- Records shown

━━━━━━━━━━━━━━━━━━━━━━━━━━━━━━

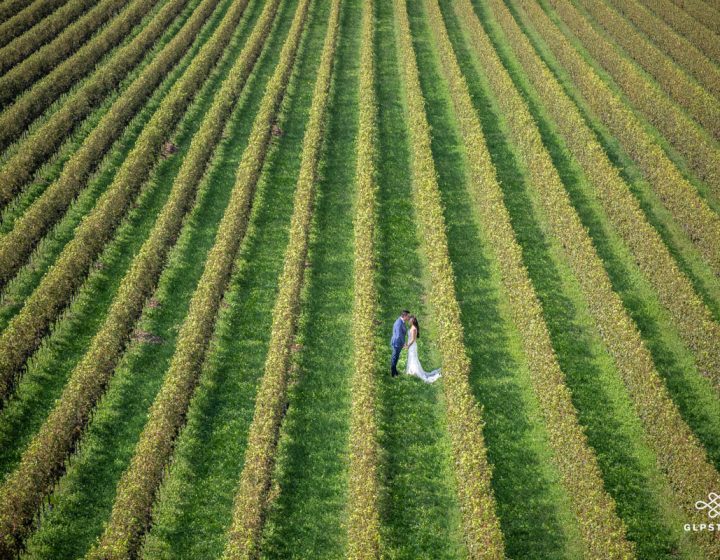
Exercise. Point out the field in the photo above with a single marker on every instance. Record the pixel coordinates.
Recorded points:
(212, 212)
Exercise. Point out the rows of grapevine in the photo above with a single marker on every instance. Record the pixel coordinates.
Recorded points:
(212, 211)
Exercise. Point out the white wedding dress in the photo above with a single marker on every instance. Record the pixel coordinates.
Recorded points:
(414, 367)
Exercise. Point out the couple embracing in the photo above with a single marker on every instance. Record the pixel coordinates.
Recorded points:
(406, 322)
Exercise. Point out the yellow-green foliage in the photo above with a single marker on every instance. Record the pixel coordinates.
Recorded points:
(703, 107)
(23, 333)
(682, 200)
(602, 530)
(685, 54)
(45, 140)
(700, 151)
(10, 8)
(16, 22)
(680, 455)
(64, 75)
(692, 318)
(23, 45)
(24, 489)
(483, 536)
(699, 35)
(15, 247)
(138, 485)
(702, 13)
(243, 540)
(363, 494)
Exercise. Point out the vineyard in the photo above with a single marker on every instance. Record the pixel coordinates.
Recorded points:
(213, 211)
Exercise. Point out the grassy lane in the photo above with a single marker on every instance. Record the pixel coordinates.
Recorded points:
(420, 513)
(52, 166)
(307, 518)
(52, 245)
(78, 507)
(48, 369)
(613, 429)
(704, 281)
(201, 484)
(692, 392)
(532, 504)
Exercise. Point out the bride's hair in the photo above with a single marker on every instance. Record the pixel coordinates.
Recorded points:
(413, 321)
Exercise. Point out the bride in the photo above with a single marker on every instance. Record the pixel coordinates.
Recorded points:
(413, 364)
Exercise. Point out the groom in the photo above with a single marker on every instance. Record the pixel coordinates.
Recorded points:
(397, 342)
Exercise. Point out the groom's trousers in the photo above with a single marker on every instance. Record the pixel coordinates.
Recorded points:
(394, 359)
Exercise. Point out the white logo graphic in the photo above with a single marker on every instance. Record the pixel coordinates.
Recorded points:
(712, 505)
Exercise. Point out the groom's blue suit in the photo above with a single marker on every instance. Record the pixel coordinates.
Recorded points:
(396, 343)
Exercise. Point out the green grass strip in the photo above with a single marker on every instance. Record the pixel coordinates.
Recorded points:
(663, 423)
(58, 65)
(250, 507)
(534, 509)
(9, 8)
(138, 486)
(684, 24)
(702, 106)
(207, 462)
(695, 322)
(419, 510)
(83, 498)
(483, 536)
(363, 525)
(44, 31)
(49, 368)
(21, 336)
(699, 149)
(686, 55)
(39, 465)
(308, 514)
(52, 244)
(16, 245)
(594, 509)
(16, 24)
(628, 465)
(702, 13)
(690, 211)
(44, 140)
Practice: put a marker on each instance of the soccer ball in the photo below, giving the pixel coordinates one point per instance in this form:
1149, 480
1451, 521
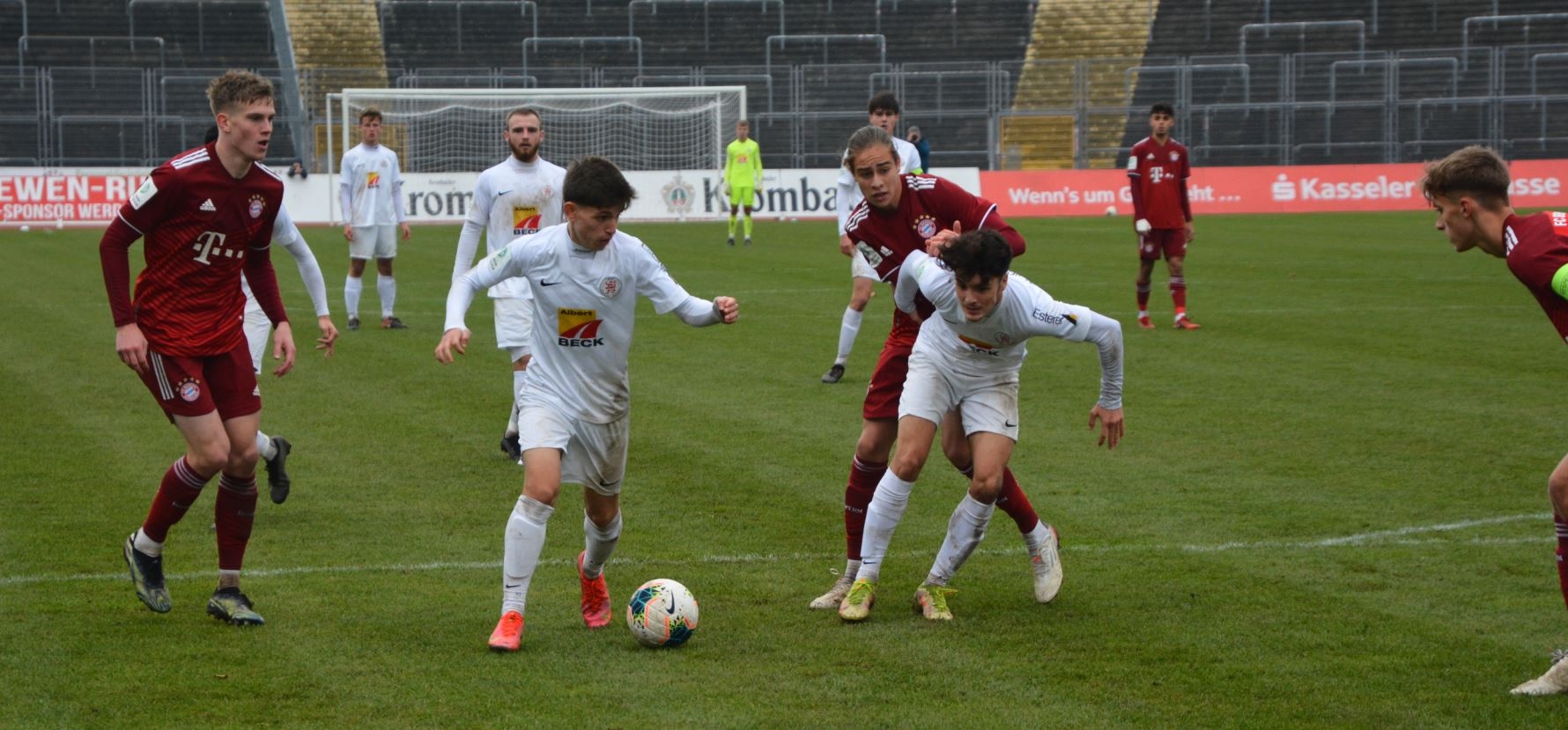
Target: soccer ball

━━━━━━━━━━━━━━━━━━━━━━━━━━━━━━

- What you should do
Return all lines from the material that contain "soccer".

- Problem solution
Practice: put a marker on each instance of the soccer ball in the photo below, giving the pixel coordinates one point per instance in this form:
Target: soccer ball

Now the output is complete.